What you need to do: Return each line from the items below that contains the word "water".

— Start of Available data —

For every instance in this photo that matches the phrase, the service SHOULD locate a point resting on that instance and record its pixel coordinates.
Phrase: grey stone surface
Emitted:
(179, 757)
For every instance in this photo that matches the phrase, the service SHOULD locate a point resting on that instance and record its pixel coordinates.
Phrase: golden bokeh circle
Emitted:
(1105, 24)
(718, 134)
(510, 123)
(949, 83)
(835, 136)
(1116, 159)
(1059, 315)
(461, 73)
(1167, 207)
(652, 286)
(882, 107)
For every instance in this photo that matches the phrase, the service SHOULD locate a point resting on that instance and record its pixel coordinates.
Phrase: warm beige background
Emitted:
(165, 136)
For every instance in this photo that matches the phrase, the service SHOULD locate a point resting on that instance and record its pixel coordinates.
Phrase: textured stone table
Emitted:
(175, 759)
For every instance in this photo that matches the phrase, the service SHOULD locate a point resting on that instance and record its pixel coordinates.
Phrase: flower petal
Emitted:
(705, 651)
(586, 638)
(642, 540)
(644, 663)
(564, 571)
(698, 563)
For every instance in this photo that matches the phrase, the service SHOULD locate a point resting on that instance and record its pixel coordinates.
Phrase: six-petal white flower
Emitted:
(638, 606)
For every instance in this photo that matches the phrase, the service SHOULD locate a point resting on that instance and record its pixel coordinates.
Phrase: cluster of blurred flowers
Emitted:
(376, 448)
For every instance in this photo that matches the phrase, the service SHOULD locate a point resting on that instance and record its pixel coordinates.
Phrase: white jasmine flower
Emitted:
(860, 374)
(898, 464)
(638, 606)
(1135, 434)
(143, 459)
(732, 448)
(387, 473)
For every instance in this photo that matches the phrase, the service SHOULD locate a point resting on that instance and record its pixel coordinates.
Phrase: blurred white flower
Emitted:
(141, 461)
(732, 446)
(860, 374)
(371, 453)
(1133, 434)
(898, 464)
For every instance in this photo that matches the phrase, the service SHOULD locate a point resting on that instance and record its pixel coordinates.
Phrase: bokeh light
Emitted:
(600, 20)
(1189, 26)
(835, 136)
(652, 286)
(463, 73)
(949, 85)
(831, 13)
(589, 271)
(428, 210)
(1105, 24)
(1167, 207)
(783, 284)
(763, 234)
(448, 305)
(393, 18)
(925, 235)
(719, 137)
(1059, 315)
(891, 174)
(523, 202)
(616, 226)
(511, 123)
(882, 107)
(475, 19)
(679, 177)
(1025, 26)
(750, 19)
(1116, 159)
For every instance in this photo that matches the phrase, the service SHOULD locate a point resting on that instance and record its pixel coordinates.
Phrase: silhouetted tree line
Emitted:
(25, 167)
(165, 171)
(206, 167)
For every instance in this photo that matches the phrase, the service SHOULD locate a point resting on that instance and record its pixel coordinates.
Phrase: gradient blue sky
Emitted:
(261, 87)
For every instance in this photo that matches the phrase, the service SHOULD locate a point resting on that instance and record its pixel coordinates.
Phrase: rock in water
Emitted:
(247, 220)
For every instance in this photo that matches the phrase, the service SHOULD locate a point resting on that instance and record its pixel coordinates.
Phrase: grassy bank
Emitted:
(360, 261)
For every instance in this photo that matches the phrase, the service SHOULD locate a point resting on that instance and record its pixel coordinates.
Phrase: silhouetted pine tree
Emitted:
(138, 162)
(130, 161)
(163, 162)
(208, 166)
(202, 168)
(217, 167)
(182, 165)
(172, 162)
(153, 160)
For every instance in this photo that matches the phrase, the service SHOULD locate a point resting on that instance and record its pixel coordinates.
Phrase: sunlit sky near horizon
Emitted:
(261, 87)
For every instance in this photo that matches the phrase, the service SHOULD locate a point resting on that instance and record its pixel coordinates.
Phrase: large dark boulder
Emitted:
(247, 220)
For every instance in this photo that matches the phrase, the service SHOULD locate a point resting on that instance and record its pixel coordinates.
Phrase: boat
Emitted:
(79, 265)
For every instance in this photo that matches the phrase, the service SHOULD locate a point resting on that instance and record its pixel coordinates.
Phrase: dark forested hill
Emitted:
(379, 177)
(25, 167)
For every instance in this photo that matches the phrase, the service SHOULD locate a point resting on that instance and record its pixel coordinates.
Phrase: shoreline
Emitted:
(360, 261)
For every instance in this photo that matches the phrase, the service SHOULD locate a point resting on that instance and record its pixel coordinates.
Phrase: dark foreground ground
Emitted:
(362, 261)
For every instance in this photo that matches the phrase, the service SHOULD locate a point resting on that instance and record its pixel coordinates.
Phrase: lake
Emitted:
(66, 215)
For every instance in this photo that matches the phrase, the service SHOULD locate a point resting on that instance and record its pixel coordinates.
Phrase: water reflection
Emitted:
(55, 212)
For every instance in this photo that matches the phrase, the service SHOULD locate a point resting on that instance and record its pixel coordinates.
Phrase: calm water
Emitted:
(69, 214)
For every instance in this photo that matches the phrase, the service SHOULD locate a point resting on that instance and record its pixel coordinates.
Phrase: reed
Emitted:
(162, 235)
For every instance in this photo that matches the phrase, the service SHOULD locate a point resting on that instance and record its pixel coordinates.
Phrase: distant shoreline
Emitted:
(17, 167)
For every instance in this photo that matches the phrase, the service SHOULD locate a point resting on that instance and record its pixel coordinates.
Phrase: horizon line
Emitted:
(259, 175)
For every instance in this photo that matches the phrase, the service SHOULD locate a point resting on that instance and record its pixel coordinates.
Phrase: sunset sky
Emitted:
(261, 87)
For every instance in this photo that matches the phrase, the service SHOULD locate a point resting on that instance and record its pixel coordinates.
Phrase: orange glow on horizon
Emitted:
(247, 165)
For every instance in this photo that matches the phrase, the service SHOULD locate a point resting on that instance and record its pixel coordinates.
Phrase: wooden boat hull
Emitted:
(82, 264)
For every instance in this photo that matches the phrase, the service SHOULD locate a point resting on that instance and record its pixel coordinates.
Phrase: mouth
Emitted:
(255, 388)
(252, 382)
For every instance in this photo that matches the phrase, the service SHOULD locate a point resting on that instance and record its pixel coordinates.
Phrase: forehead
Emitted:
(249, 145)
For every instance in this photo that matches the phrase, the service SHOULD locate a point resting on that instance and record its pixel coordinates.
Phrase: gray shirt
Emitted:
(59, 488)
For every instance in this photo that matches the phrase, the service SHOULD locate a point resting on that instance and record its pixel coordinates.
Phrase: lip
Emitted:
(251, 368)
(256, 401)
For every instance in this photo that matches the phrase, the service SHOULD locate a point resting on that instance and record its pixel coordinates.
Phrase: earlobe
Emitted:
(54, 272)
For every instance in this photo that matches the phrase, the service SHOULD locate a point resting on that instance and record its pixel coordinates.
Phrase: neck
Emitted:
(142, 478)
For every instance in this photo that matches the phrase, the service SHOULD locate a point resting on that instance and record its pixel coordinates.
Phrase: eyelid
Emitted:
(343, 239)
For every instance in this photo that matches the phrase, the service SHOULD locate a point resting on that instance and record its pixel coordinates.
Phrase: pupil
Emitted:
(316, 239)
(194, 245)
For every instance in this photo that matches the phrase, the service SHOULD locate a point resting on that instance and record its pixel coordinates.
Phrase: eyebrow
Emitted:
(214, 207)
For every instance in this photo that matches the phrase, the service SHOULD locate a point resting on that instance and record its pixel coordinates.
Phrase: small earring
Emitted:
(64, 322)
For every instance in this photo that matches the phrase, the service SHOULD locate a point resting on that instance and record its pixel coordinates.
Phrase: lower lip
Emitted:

— End of Available data —

Written response:
Phrase: rock in water
Phrase: water reflection
Phrase: calm water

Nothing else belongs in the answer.